▶ _Brief 1_
Locate each line in the entries below that contains the word "building", and copy those lines out. Matching is case-sensitive.

▶ _Reading passage_

Cross-Canada economic benefits of the proposed Northern Gateway Pipeline project

Published on

From the Canadian Energy Centre

Billions in government revenue and thousands of jobs across provinces

Announced in 2006, the Northern Gateway project would have built twin pipelines between Bruderheim, Alta. and a marine terminal at Kitimat, B.C.

One pipeline would export 525,000 barrels per day of heavy oil from Alberta to tidewater markets. The other would import 193,000 barrels per day of condensate to Alberta to dilute heavy oil for pipeline transportation.

The project would have generated significant economic benefits across Canada.

Map courtesy Canada Energy Regulator

The following projections are drawn from the report Public Interest Benefits of the Northern Gateway Project (Wright Mansell Research Ltd., July 2012), which was submitted as reply evidence during the regulatory process.

Financial figures have been adjusted to 2025 dollars using the Bank of Canada’s Inflation Calculator, with $1.00 in 2012 equivalent to $1.34 in 2025.

▶ _Input data_
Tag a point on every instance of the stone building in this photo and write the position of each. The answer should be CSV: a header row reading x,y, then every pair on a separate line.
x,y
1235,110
--
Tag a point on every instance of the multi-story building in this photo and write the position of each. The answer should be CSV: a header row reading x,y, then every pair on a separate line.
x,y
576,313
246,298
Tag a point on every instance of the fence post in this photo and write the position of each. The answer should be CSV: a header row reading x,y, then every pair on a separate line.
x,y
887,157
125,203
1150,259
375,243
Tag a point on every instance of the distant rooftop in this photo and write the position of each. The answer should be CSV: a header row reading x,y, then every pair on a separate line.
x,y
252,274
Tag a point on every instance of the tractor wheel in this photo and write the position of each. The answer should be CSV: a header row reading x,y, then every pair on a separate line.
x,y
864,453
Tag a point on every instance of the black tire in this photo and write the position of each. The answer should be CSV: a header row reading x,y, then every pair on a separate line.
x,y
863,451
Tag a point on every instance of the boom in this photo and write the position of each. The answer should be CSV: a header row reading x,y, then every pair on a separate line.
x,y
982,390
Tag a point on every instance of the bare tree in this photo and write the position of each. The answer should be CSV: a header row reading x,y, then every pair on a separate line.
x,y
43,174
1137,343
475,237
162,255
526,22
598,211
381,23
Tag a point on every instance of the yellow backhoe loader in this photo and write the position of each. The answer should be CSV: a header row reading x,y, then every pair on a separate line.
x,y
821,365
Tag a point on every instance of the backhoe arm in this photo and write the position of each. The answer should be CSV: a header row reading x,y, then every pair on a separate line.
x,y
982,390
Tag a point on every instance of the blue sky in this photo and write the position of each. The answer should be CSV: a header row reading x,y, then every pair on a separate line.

▶ _Brief 2_
Translate this sentence from the pipeline article into Spanish: "The project would have generated significant economic benefits across Canada."

▶ _Exercise response 1_
Tag a point on every instance of the stone building in this photo and write the position of each. The answer should be CSV: a header row reading x,y, then every pair on a separate line.
Tag a point on every instance of the multi-story building in this photo and write the position of each. The answer should be CSV: a header row reading x,y, then every pair on a separate line.

▶ _Exercise response 2_
El proyecto habría generado importantes beneficios económicos en todo Canadá.